§ **Exercise aim**:
Below is a listing; copy all of it exactly.

§ **Record extracts**:
════════════════════

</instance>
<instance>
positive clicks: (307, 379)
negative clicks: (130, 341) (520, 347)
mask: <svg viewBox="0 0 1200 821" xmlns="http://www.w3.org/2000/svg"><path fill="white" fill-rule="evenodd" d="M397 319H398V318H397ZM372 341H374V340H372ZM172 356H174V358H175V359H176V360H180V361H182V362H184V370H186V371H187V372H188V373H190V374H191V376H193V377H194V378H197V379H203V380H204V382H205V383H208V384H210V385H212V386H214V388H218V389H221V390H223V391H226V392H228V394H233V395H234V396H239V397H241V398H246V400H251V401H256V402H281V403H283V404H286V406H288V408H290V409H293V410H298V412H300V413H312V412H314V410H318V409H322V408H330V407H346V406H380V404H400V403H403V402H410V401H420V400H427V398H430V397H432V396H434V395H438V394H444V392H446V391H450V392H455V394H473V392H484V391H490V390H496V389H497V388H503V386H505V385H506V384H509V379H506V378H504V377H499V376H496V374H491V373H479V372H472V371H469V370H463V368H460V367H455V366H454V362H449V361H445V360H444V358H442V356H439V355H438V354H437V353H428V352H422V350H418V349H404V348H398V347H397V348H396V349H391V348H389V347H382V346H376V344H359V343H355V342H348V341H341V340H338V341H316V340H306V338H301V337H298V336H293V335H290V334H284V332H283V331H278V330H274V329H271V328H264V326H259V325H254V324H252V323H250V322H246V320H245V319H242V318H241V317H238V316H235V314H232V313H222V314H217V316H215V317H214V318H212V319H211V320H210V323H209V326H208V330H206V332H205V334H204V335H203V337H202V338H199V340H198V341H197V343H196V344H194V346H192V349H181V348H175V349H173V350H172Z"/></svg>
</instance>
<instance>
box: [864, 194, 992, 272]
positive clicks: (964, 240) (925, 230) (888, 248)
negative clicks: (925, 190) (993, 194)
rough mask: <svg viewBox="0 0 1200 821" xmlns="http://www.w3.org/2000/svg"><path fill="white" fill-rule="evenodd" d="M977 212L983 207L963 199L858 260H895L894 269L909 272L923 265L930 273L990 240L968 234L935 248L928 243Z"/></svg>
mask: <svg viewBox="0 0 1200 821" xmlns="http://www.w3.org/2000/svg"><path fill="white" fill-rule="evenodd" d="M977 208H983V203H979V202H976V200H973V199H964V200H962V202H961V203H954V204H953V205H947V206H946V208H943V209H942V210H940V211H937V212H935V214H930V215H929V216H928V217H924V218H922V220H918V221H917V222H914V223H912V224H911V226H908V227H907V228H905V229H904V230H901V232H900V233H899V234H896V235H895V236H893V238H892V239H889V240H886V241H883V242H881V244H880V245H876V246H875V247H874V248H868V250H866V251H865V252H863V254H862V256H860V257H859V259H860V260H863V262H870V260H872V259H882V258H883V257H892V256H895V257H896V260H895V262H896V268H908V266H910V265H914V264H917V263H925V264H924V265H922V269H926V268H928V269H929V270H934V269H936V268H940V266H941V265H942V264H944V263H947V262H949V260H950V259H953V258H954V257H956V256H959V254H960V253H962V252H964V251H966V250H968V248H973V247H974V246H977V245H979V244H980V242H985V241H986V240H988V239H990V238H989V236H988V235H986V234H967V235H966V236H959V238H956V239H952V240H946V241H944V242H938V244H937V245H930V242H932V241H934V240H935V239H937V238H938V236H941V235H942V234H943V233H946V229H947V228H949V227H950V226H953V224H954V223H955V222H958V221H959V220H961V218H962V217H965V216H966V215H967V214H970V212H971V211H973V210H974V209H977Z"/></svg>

════════════════════

§ **Exercise output**:
</instance>
<instance>
positive clicks: (307, 379)
negative clicks: (130, 341) (520, 347)
mask: <svg viewBox="0 0 1200 821" xmlns="http://www.w3.org/2000/svg"><path fill="white" fill-rule="evenodd" d="M397 319H398V318H397ZM372 341H374V340H372ZM172 356H174V358H175V359H176V360H180V361H182V362H184V370H186V371H187V372H188V373H190V374H191V376H193V377H194V378H197V379H203V380H204V382H205V383H208V384H210V385H212V386H214V388H218V389H221V390H223V391H226V392H228V394H233V395H234V396H239V397H241V398H246V400H251V401H256V402H281V403H283V404H286V406H288V408H290V409H293V410H298V412H300V413H312V412H314V410H318V409H322V408H330V407H346V406H380V404H400V403H403V402H410V401H420V400H427V398H430V397H432V396H434V395H438V394H444V392H446V391H450V392H455V394H473V392H484V391H490V390H496V389H497V388H503V386H505V385H506V384H509V379H506V378H504V377H499V376H496V374H491V373H479V372H472V371H469V370H463V368H460V367H455V366H454V362H449V361H445V360H444V358H442V356H439V355H438V354H437V353H428V352H422V350H418V349H404V348H398V347H397V348H396V349H391V348H389V347H382V346H376V344H359V343H355V342H348V341H341V340H338V341H316V340H306V338H301V337H298V336H293V335H290V334H284V332H283V331H278V330H274V329H271V328H264V326H259V325H254V324H252V323H250V322H246V320H245V319H242V318H241V317H238V316H235V314H232V313H222V314H217V316H215V317H214V318H212V319H211V320H210V323H209V326H208V330H206V332H205V334H204V335H203V337H202V338H199V340H198V341H197V343H196V344H194V346H192V349H181V348H175V349H173V350H172Z"/></svg>
</instance>
<instance>
box: [864, 194, 992, 272]
positive clicks: (964, 240) (925, 230) (888, 248)
negative clicks: (925, 190) (993, 194)
rough mask: <svg viewBox="0 0 1200 821" xmlns="http://www.w3.org/2000/svg"><path fill="white" fill-rule="evenodd" d="M977 212L983 207L963 199L858 260H895L894 269L909 272L923 265L930 273L990 240L968 234L935 248L928 243Z"/></svg>
mask: <svg viewBox="0 0 1200 821" xmlns="http://www.w3.org/2000/svg"><path fill="white" fill-rule="evenodd" d="M977 208H983V203H979V202H976V200H973V199H964V200H962V202H961V203H954V204H953V205H947V206H946V208H943V209H942V210H940V211H937V212H935V214H930V215H929V216H928V217H924V218H922V220H918V221H917V222H914V223H912V224H911V226H908V227H907V228H905V229H904V230H901V232H900V233H899V234H896V235H895V236H893V238H892V239H889V240H886V241H883V242H881V244H880V245H876V246H875V247H874V248H868V250H866V251H865V252H863V254H862V256H860V257H859V259H860V260H863V262H870V260H872V259H882V258H883V257H892V256H895V257H896V260H895V262H896V268H908V266H910V265H914V264H917V263H925V264H924V265H922V269H926V268H928V269H929V270H934V269H936V268H940V266H941V265H942V264H944V263H947V262H949V260H950V259H953V258H954V257H956V256H959V254H960V253H962V252H964V251H966V250H968V248H973V247H974V246H977V245H979V244H980V242H985V241H986V240H988V239H990V238H989V236H988V235H986V234H967V235H966V236H959V238H956V239H952V240H946V241H944V242H938V244H937V245H930V242H932V241H934V240H935V239H937V238H938V236H941V235H942V234H943V233H946V229H947V228H949V227H950V226H953V224H954V223H955V222H958V221H959V220H961V218H962V217H965V216H966V215H967V214H970V212H971V211H973V210H974V209H977Z"/></svg>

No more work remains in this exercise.